■ What to produce ■
Produce a word-for-word copy of the listing below without its pictures.

■ Dataset ■
** Start **

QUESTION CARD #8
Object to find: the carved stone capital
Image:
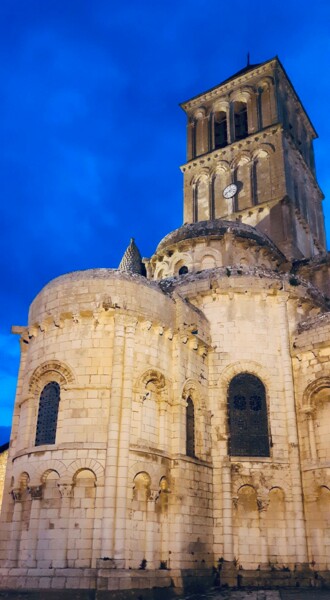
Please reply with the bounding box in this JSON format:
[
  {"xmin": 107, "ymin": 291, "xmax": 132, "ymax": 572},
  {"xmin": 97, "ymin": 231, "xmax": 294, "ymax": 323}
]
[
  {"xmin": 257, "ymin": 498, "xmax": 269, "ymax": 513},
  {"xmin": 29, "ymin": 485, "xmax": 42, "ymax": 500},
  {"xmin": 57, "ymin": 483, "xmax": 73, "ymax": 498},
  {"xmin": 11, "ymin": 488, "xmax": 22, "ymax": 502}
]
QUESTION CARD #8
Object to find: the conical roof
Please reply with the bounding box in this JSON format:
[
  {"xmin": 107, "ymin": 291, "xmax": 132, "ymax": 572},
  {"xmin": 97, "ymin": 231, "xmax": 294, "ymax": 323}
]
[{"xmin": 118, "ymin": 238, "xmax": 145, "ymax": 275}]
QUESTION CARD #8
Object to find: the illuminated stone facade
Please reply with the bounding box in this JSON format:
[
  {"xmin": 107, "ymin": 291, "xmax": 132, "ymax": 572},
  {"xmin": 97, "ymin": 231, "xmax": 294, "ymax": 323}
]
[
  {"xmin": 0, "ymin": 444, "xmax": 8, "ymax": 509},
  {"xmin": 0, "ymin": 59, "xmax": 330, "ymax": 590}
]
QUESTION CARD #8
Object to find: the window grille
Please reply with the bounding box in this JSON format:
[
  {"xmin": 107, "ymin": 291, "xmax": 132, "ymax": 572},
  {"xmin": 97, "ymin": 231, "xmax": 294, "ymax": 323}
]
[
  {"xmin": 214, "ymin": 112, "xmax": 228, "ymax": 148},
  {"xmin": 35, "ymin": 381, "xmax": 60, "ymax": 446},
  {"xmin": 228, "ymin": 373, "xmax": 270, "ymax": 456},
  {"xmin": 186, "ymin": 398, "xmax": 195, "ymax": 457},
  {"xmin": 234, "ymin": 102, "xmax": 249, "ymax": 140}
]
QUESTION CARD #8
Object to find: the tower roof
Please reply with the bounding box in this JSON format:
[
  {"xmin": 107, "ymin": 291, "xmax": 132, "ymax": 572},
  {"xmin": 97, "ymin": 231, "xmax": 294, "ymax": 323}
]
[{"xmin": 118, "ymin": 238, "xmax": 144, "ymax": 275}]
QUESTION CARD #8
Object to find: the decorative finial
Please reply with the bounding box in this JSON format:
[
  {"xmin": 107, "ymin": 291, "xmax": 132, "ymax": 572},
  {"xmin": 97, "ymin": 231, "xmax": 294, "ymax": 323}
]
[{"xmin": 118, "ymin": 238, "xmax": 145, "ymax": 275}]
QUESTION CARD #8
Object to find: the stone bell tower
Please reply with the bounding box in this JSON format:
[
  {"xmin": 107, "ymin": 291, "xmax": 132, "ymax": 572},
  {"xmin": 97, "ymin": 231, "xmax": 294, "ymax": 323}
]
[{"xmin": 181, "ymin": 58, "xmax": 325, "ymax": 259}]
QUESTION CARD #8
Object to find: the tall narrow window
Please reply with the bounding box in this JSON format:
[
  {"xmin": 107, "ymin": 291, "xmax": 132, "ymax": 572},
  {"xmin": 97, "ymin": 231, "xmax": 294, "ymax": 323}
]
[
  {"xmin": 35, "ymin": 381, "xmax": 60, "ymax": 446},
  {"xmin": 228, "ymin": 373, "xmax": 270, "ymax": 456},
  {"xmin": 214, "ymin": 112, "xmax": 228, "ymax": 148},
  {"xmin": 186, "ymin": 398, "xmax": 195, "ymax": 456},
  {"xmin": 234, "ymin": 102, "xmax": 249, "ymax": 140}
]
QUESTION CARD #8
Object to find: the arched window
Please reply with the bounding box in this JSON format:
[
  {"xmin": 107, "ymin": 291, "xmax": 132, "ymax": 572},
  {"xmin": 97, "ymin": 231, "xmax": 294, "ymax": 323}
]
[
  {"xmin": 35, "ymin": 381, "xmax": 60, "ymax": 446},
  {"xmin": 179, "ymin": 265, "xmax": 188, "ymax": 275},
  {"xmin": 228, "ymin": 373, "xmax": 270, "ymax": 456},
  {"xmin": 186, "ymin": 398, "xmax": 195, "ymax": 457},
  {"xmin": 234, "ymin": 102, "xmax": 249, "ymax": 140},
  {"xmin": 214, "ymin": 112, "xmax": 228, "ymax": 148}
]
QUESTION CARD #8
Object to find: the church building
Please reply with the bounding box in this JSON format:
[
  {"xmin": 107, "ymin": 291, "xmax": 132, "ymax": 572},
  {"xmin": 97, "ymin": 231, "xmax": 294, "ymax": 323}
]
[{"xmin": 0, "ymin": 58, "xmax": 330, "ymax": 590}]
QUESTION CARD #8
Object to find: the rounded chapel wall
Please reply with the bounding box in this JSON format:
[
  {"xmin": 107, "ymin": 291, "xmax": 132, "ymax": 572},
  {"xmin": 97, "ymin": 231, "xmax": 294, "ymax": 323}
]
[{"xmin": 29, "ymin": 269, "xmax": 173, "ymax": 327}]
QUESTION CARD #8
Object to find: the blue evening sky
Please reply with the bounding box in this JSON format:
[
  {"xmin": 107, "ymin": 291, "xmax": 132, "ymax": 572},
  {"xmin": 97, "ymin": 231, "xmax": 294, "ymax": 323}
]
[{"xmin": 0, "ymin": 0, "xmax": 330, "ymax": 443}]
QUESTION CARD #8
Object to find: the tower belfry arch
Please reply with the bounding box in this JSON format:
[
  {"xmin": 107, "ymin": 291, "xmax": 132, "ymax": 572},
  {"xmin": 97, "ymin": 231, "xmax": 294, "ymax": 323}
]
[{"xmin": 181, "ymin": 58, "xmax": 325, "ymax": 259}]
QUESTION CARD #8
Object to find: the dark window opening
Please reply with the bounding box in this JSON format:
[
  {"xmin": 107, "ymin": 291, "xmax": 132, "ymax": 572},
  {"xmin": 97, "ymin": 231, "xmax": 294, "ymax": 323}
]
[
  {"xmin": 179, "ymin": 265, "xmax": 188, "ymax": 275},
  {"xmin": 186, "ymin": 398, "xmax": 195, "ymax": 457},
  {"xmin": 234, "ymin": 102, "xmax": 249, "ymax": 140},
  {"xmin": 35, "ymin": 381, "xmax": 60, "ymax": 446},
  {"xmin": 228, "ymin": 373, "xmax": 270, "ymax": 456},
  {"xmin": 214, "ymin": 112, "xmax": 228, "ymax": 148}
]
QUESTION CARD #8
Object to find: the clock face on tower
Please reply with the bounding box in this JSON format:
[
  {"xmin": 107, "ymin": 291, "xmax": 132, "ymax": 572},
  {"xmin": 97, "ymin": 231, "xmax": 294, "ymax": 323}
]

** End **

■ Output of the exercise ■
QUESTION CARD #8
Object to find: the carved stone capital
Image:
Please reply with the bounding box in this JSON format:
[
  {"xmin": 107, "ymin": 291, "xmax": 132, "ymax": 572},
  {"xmin": 97, "ymin": 231, "xmax": 294, "ymax": 323}
]
[
  {"xmin": 257, "ymin": 498, "xmax": 269, "ymax": 513},
  {"xmin": 29, "ymin": 485, "xmax": 42, "ymax": 500},
  {"xmin": 57, "ymin": 483, "xmax": 73, "ymax": 498},
  {"xmin": 11, "ymin": 488, "xmax": 22, "ymax": 502}
]
QUESTION CARD #8
Object to find: the conical roof
Please reply with the bounding box in this JSON format:
[
  {"xmin": 107, "ymin": 291, "xmax": 132, "ymax": 572},
  {"xmin": 97, "ymin": 231, "xmax": 294, "ymax": 323}
]
[{"xmin": 118, "ymin": 238, "xmax": 145, "ymax": 275}]
QUESTION CARD #8
Object to find: the illuminated stone facade
Please reply with the bounding box in this JSON format:
[
  {"xmin": 107, "ymin": 291, "xmax": 132, "ymax": 572},
  {"xmin": 97, "ymin": 231, "xmax": 294, "ymax": 323}
]
[
  {"xmin": 0, "ymin": 444, "xmax": 8, "ymax": 509},
  {"xmin": 0, "ymin": 59, "xmax": 330, "ymax": 590}
]
QUESTION CARD #8
Object to find: the window grille
Please reply with the bounding box in this JSON format:
[
  {"xmin": 107, "ymin": 291, "xmax": 132, "ymax": 572},
  {"xmin": 97, "ymin": 231, "xmax": 294, "ymax": 323}
]
[
  {"xmin": 214, "ymin": 112, "xmax": 228, "ymax": 148},
  {"xmin": 35, "ymin": 381, "xmax": 60, "ymax": 446},
  {"xmin": 228, "ymin": 373, "xmax": 270, "ymax": 456},
  {"xmin": 186, "ymin": 398, "xmax": 195, "ymax": 457},
  {"xmin": 234, "ymin": 102, "xmax": 249, "ymax": 140}
]
QUESTION CARD #8
Object to find: the tower roof
Please reply with the bounding box in this JSON format:
[
  {"xmin": 107, "ymin": 291, "xmax": 132, "ymax": 572},
  {"xmin": 97, "ymin": 231, "xmax": 294, "ymax": 323}
]
[{"xmin": 118, "ymin": 238, "xmax": 144, "ymax": 275}]
QUESTION CARD #8
Object to find: the decorative finial
Please reply with the bounding box in this JSON format:
[
  {"xmin": 107, "ymin": 291, "xmax": 132, "ymax": 572},
  {"xmin": 97, "ymin": 231, "xmax": 294, "ymax": 323}
]
[{"xmin": 118, "ymin": 238, "xmax": 145, "ymax": 275}]
QUESTION CARD #8
Object to find: the stone bell tower
Please reply with the bounding box in this JSON format:
[
  {"xmin": 107, "ymin": 291, "xmax": 132, "ymax": 572},
  {"xmin": 97, "ymin": 231, "xmax": 294, "ymax": 323}
]
[{"xmin": 181, "ymin": 58, "xmax": 325, "ymax": 259}]
QUESTION CARD #8
Object to find: the tall narrow window
Please reply with the bounding box in this JSON format:
[
  {"xmin": 107, "ymin": 291, "xmax": 132, "ymax": 572},
  {"xmin": 97, "ymin": 231, "xmax": 294, "ymax": 323}
]
[
  {"xmin": 35, "ymin": 381, "xmax": 60, "ymax": 446},
  {"xmin": 228, "ymin": 373, "xmax": 270, "ymax": 456},
  {"xmin": 214, "ymin": 112, "xmax": 228, "ymax": 148},
  {"xmin": 186, "ymin": 398, "xmax": 195, "ymax": 456},
  {"xmin": 234, "ymin": 102, "xmax": 249, "ymax": 140}
]
QUESTION CARD #8
Object to find: the arched window
Please reply with the bounding box in this JSON format:
[
  {"xmin": 107, "ymin": 291, "xmax": 132, "ymax": 572},
  {"xmin": 97, "ymin": 231, "xmax": 294, "ymax": 323}
]
[
  {"xmin": 35, "ymin": 381, "xmax": 60, "ymax": 446},
  {"xmin": 179, "ymin": 265, "xmax": 188, "ymax": 275},
  {"xmin": 228, "ymin": 373, "xmax": 270, "ymax": 456},
  {"xmin": 186, "ymin": 398, "xmax": 195, "ymax": 457},
  {"xmin": 234, "ymin": 102, "xmax": 249, "ymax": 140},
  {"xmin": 214, "ymin": 112, "xmax": 228, "ymax": 148}
]
QUESTION CARD #8
Object to find: the church building
Please reply with the bounding box in this JSON format:
[
  {"xmin": 107, "ymin": 291, "xmax": 132, "ymax": 572},
  {"xmin": 97, "ymin": 231, "xmax": 294, "ymax": 323}
]
[{"xmin": 0, "ymin": 58, "xmax": 330, "ymax": 590}]
QUESTION CARD #8
Object to find: the rounded chapel wall
Please reply with the bounding box in this JSON format:
[
  {"xmin": 107, "ymin": 291, "xmax": 132, "ymax": 572},
  {"xmin": 97, "ymin": 231, "xmax": 294, "ymax": 323}
]
[{"xmin": 29, "ymin": 269, "xmax": 173, "ymax": 327}]
QUESTION CARD #8
Object to find: the blue evening sky
Please reply with the bounding box in this JSON format:
[
  {"xmin": 107, "ymin": 291, "xmax": 132, "ymax": 572},
  {"xmin": 97, "ymin": 231, "xmax": 294, "ymax": 323}
]
[{"xmin": 0, "ymin": 0, "xmax": 330, "ymax": 443}]
QUESTION CARD #8
Object to find: the tower belfry arch
Please reply with the bounding box in this JSON format:
[
  {"xmin": 107, "ymin": 291, "xmax": 132, "ymax": 572},
  {"xmin": 97, "ymin": 231, "xmax": 294, "ymax": 323}
]
[{"xmin": 181, "ymin": 58, "xmax": 325, "ymax": 259}]
QUESTION CARD #8
Object to find: the dark window opening
Please reply with the bounding box in this JSON format:
[
  {"xmin": 107, "ymin": 291, "xmax": 132, "ymax": 572},
  {"xmin": 97, "ymin": 231, "xmax": 294, "ymax": 323}
]
[
  {"xmin": 179, "ymin": 265, "xmax": 188, "ymax": 275},
  {"xmin": 186, "ymin": 398, "xmax": 195, "ymax": 457},
  {"xmin": 234, "ymin": 102, "xmax": 249, "ymax": 140},
  {"xmin": 35, "ymin": 381, "xmax": 60, "ymax": 446},
  {"xmin": 228, "ymin": 373, "xmax": 270, "ymax": 456},
  {"xmin": 214, "ymin": 112, "xmax": 228, "ymax": 148}
]
QUESTION CARD #8
Object to find: the clock face on tower
Please reply with the bounding box in this JSON format:
[
  {"xmin": 107, "ymin": 291, "xmax": 132, "ymax": 572},
  {"xmin": 97, "ymin": 231, "xmax": 294, "ymax": 323}
]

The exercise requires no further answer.